* **WORK REQUIRED**:
All of the data below is to be output exactly as written.

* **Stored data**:
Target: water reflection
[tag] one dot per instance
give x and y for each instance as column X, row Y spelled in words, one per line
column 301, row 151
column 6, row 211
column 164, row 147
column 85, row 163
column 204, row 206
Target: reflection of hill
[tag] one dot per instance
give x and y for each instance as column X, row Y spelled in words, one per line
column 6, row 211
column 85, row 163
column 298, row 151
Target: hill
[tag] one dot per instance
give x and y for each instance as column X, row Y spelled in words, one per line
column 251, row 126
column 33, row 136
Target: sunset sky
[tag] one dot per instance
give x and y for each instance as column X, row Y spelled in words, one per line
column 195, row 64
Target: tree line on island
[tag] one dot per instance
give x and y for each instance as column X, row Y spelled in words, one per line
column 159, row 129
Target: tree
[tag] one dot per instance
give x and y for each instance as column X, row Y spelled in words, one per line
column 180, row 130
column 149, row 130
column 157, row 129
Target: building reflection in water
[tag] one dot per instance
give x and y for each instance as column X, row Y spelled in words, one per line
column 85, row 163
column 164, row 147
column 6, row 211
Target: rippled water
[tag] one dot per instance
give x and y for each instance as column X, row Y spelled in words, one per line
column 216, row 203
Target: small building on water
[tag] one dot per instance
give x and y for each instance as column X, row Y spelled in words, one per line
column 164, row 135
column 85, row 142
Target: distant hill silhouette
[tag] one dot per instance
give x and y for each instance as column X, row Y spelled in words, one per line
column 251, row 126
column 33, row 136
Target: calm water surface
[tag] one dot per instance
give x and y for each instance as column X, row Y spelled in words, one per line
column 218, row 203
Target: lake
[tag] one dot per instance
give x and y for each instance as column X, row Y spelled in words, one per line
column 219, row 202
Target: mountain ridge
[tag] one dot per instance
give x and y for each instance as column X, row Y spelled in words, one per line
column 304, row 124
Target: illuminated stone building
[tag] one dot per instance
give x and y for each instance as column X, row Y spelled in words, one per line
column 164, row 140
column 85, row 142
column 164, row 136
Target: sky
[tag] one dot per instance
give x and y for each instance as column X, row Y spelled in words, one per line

* **ANSWER TO THE EXERCISE**:
Target: water reflection
[tag] one dot per instance
give x and y for each instance as column X, row Y spelled in words, one per line
column 301, row 151
column 6, row 211
column 164, row 147
column 85, row 163
column 204, row 206
Target: reflection of hill
[tag] one dot per instance
give x and y for each instance as column X, row Y spelled in words, one per line
column 6, row 211
column 85, row 163
column 298, row 151
Target: hill
[tag] one dot per instance
give x and y for each instance as column X, row Y spelled in words, one per line
column 251, row 126
column 33, row 136
Target: sunset sky
[tag] one dot per instance
give x and y for each instance as column X, row Y spelled in words, one per line
column 195, row 64
Target: tree line on island
[tag] one dot per instance
give x and y for each instance as column X, row Y spelled in words, one per line
column 159, row 129
Target: tree
[tag] one dot per instance
give x and y for each instance as column X, row Y spelled in words, one per line
column 180, row 130
column 149, row 130
column 157, row 129
Target: building reflection in water
[tag] one dot per instance
give x and y for each instance as column X, row Y spelled in words, one per line
column 85, row 163
column 164, row 147
column 6, row 211
Target: rippled water
[tag] one dot per instance
give x and y for each instance as column X, row Y spelled in words, one per line
column 216, row 203
Target: small building on water
[tag] one dot per instance
give x and y for each instance as column X, row Y spelled in words, one per line
column 164, row 135
column 85, row 142
Target: distant hill silhouette
[tag] one dot per instance
give x and y for each instance as column X, row Y spelled in words, one per line
column 251, row 126
column 33, row 136
Target: calm water surface
[tag] one dot per instance
give x and y for each instance as column X, row Y spelled in words, one per line
column 218, row 203
Target: lake
[tag] one dot per instance
give x and y for each instance as column X, row Y spelled in words, one per line
column 219, row 202
Target: mountain ridge
[tag] one dot per instance
give x and y for each instance as column X, row Y spelled in words, one per line
column 304, row 124
Target: illuminated stone building
[tag] one dot per instance
give x and y for each instance as column X, row Y spelled in words, one per line
column 164, row 140
column 85, row 142
column 164, row 136
Target: sky
[tag] one dot per instance
give x and y for each instance as column X, row Y spelled in words, one per line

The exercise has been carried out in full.